▶ **What to work on**:
The answer must consist of every line below containing "finial".

▶ **Supplied material**:

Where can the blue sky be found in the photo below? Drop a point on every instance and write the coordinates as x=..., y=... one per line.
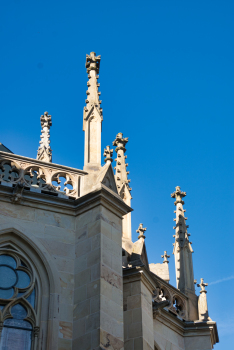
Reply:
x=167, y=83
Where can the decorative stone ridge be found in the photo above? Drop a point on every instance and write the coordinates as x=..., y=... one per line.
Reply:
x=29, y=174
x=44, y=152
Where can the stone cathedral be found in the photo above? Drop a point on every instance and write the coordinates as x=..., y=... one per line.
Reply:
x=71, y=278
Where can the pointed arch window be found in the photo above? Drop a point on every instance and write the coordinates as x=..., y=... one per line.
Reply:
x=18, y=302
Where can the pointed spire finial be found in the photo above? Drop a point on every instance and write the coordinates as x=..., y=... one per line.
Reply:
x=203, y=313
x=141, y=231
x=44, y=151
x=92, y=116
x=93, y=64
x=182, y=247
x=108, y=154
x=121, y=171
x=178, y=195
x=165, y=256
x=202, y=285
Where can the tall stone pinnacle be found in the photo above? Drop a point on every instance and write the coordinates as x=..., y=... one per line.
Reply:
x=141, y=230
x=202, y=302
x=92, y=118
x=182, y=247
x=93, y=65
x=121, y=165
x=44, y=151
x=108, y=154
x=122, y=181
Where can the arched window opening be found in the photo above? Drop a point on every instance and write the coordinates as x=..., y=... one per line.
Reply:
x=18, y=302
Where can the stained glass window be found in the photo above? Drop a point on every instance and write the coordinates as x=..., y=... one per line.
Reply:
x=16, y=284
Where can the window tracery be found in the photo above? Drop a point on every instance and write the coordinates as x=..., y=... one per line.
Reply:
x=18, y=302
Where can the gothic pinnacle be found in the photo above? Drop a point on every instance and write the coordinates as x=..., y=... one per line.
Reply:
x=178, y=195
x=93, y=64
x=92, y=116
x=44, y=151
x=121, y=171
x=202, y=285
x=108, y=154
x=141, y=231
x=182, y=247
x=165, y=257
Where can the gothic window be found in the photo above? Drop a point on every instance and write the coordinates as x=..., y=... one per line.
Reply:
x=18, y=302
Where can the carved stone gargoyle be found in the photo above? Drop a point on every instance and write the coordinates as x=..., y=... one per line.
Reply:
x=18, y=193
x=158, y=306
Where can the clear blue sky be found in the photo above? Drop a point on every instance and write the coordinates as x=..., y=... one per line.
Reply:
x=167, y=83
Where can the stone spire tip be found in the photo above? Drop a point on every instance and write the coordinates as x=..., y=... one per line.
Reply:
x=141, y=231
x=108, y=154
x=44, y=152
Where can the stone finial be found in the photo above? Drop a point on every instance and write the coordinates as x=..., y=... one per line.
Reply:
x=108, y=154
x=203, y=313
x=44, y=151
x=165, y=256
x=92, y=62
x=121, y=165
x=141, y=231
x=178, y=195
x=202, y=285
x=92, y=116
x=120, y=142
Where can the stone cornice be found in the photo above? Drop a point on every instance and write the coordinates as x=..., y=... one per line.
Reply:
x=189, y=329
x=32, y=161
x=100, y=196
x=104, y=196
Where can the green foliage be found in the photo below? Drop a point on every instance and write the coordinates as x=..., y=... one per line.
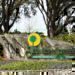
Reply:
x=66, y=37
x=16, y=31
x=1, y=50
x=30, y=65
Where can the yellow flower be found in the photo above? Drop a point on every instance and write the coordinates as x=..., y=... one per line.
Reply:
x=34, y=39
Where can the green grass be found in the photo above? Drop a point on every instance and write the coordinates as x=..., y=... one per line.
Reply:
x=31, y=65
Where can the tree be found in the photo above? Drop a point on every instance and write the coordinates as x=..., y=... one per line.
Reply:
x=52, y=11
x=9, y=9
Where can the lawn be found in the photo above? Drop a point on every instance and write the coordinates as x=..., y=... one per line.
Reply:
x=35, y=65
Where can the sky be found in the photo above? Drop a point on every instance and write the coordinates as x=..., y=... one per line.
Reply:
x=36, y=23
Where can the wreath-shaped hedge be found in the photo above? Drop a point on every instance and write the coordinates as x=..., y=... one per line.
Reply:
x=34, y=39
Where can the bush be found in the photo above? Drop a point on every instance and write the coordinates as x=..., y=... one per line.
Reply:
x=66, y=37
...
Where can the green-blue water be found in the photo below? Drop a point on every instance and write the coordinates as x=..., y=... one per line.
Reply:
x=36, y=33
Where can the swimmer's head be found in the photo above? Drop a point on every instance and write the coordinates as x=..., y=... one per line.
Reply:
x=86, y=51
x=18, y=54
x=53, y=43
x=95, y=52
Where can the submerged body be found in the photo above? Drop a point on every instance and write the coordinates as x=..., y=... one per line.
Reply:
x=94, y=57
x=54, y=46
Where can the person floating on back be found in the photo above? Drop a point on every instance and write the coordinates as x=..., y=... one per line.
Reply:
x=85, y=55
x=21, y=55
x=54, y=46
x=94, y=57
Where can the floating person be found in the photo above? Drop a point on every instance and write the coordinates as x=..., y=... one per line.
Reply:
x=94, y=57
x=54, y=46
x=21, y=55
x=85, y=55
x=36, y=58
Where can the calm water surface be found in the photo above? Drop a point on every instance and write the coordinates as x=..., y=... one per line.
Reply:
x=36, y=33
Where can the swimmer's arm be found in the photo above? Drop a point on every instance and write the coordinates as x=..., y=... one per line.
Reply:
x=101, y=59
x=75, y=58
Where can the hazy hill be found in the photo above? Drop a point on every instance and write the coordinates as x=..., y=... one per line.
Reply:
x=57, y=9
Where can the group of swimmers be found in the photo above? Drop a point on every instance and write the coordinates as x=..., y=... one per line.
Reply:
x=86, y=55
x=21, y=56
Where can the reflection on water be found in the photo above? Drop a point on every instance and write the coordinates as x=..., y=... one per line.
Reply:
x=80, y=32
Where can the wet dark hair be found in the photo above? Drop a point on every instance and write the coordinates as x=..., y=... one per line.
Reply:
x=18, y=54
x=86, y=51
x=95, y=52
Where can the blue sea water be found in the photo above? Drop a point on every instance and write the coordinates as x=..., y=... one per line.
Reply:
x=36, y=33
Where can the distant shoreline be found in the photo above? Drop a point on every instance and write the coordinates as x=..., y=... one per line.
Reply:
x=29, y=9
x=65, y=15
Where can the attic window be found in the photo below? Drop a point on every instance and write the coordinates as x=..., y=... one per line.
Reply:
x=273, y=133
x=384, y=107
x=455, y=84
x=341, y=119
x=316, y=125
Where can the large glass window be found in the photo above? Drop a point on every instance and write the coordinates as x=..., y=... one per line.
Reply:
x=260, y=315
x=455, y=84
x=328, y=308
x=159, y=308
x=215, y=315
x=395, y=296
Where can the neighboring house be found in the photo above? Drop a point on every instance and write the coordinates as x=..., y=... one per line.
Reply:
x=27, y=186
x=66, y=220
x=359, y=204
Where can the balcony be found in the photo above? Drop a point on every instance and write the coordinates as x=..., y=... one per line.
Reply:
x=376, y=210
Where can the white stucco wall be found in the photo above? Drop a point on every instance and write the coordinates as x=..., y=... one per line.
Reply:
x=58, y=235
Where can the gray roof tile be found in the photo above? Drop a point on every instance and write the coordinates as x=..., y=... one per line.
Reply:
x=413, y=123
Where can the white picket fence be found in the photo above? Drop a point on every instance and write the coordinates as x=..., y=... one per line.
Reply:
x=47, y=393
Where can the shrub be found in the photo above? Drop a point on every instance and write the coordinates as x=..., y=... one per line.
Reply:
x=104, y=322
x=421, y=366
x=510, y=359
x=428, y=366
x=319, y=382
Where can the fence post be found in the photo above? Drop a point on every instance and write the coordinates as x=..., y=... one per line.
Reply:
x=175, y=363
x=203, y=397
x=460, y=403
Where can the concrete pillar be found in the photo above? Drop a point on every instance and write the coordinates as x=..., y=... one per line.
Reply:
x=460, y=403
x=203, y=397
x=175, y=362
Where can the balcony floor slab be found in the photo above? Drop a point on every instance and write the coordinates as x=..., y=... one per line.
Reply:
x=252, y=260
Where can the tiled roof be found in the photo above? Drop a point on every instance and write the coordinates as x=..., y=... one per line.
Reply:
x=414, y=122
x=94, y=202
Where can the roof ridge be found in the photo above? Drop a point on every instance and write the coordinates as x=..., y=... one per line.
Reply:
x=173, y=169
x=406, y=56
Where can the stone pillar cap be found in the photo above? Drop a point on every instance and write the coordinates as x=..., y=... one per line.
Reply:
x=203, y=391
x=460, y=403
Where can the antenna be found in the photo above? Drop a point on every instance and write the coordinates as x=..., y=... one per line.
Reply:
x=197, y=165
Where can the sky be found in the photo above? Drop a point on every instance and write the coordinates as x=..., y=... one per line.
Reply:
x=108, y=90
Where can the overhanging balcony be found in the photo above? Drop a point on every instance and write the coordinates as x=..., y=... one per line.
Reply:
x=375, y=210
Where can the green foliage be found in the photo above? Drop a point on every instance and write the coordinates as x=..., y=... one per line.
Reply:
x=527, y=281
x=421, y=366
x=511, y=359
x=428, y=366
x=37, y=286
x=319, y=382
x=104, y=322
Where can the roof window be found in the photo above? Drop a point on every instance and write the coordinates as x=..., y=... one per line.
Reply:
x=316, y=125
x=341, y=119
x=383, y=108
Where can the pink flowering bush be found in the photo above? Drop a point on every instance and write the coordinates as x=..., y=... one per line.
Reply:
--
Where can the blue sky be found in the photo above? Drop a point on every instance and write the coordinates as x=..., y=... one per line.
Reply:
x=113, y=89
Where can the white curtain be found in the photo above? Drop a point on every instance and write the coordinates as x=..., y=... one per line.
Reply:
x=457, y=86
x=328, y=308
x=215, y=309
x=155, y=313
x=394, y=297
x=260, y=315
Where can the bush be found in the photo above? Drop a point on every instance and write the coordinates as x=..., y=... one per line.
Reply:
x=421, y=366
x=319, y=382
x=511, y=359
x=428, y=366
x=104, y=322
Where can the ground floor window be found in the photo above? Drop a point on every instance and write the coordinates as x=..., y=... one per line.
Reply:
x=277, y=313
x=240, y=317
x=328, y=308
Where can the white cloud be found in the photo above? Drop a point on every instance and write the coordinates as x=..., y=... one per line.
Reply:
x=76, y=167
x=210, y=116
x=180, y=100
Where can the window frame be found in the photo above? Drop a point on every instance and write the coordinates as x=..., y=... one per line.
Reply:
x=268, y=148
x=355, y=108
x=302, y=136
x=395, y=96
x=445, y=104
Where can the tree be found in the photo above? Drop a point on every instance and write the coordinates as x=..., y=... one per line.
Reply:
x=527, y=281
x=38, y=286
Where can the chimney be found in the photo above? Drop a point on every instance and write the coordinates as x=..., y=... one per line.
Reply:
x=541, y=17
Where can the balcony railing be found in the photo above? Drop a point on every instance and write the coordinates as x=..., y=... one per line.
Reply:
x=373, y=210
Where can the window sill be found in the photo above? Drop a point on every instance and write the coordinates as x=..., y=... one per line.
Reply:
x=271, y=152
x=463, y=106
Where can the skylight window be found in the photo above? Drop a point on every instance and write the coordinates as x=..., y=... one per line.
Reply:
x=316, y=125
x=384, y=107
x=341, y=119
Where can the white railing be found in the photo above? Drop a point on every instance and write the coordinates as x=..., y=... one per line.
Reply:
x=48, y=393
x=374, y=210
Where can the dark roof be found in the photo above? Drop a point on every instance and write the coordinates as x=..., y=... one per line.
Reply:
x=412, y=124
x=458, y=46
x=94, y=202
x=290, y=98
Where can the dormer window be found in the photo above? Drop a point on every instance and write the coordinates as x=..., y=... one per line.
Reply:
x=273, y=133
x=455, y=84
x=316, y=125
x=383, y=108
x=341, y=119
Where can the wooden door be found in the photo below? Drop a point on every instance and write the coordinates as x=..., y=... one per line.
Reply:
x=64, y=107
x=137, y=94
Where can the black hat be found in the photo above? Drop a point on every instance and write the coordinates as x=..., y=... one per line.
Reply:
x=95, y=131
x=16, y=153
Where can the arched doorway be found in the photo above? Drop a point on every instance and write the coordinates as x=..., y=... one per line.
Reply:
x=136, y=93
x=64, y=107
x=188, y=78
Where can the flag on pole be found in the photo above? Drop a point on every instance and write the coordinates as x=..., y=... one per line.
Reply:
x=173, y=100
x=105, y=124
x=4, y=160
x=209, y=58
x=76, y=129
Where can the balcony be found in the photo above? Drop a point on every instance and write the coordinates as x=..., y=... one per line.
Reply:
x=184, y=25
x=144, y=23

▶ **Reply**:
Where can the pointed spire finial be found in the photo above? Drop a point on every instance and write the coordinates as x=..., y=... one per line.
Where can the stone finial be found in the photo above? Drop a point on every instance and write the coordinates as x=..., y=... one per line.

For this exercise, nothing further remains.